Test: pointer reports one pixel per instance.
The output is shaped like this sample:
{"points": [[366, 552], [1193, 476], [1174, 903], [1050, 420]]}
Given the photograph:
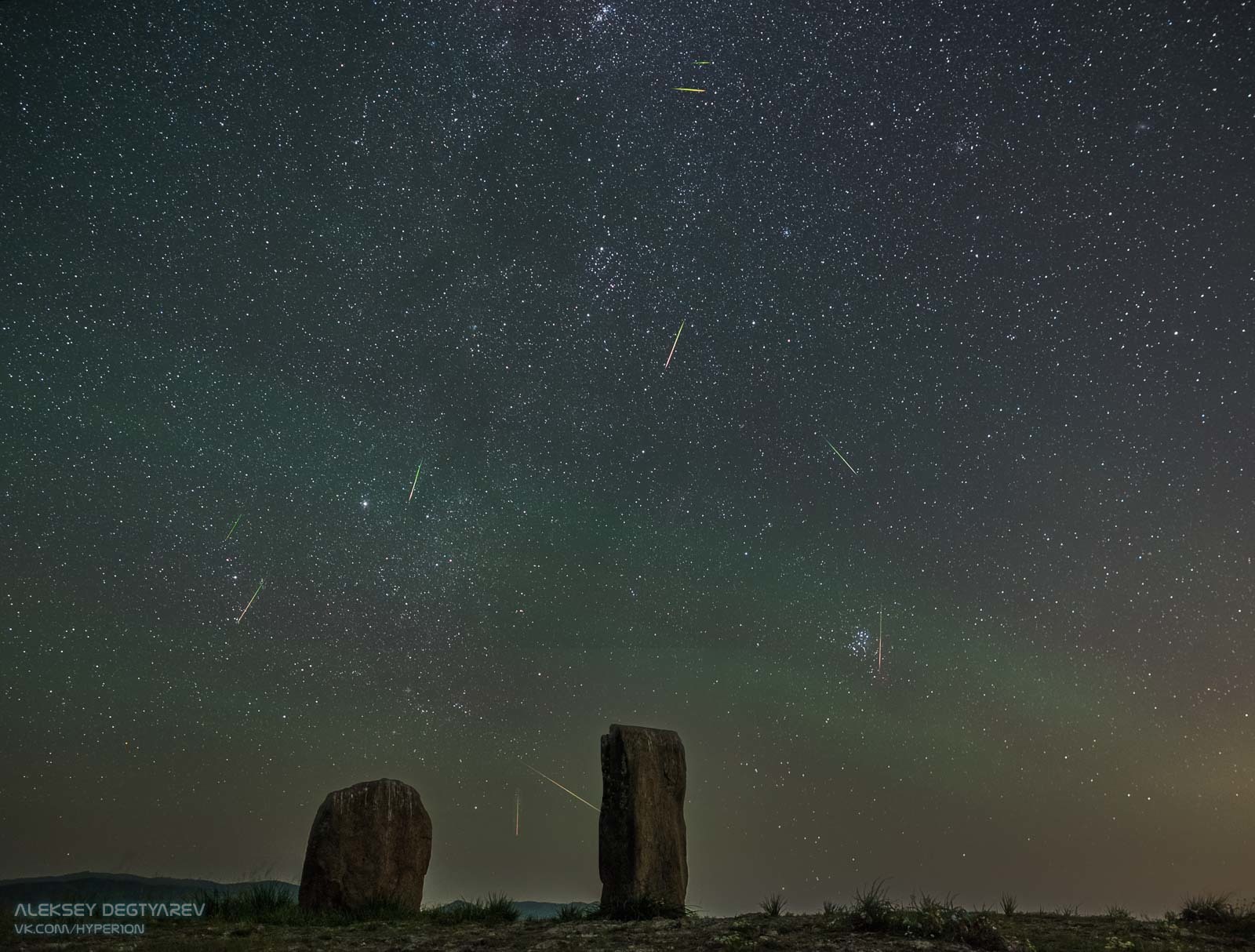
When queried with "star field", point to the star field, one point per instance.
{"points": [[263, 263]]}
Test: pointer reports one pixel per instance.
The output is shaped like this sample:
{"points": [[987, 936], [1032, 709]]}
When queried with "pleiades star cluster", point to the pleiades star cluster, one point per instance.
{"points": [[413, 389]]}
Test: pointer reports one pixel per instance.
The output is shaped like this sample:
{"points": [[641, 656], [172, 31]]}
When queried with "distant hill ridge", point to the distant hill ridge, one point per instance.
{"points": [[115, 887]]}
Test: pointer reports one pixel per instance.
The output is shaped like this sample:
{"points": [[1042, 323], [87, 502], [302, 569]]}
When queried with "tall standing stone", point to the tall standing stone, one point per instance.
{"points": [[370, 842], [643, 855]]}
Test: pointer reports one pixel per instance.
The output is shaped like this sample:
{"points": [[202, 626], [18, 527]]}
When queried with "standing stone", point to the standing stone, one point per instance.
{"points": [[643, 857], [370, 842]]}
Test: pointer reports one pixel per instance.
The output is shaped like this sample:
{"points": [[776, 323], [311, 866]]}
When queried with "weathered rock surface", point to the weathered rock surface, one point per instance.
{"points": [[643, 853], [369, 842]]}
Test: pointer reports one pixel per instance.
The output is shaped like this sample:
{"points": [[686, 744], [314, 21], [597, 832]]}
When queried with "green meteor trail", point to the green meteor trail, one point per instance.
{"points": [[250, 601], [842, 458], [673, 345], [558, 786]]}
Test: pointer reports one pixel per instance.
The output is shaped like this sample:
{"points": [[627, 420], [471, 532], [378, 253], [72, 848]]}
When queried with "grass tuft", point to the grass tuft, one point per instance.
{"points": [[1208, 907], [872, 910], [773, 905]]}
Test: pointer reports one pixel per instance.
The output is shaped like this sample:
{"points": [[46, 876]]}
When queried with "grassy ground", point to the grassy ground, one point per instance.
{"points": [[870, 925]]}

——

▶ Exercise details: The answer is the complete set of records, copied exactly, with pictures omitted.

▶ Exercise result:
Test: pointer reports one pixel per instance.
The output is shaped like this sample:
{"points": [[366, 552], [1193, 476], [1174, 903], [1050, 420]]}
Given the photograph:
When queried with "star field", point to the star field, one point per instance.
{"points": [[263, 263]]}
Test: pointer reports one pixel per instance.
The output is shaped like this sample:
{"points": [[987, 936], [1032, 709]]}
When queried with "pleiades star cluster", point to the pleiades star cluster, one point per instance.
{"points": [[413, 389]]}
Test: pointer reports one pixel per instance.
The output is shaped like this sample:
{"points": [[641, 656], [172, 31]]}
When queried with "distant hill ridge", point to the distant hill ridge, one point per instance.
{"points": [[115, 887]]}
Test: pointer reports one pixel per instance.
The output is shaped like this sample:
{"points": [[1042, 323], [87, 502], [302, 569]]}
When queried with "tall standing stone", point to the tall standing stone, one point per instance.
{"points": [[370, 842], [643, 855]]}
Test: pointer reports one pixel per instance.
The output is shaped like this sample:
{"points": [[202, 626], [18, 527]]}
When queried with "standing stone", point to the standing stone, one point per instance.
{"points": [[643, 857], [370, 842]]}
Test: pointer reports one pixel per instance.
The output is shaped like this sample:
{"points": [[776, 323], [311, 866]]}
When queried with "weathered rock surface", point to the weathered rock surface, one point per instance.
{"points": [[643, 853], [369, 842]]}
Test: pointer reports one pixel per instance.
The output is shaped like this sample:
{"points": [[686, 744], [314, 21], [597, 832]]}
When queried with "green meteor trail", point to the green meteor trail, one point per instance.
{"points": [[250, 601], [842, 458], [673, 345], [558, 786]]}
Test: pointer reports one pixel per instance.
The output is shaped like this sample:
{"points": [[627, 420], [471, 532], [378, 253], [72, 848]]}
When queried with "grass tuft", point to the grass tuft, one point per instance.
{"points": [[1208, 907], [872, 910], [773, 905]]}
Test: pointer reports one pixel per instance.
The output is shaped like this sample:
{"points": [[46, 876]]}
When queried with "grassy ground", point to the grassy ground, one point per instance.
{"points": [[870, 925]]}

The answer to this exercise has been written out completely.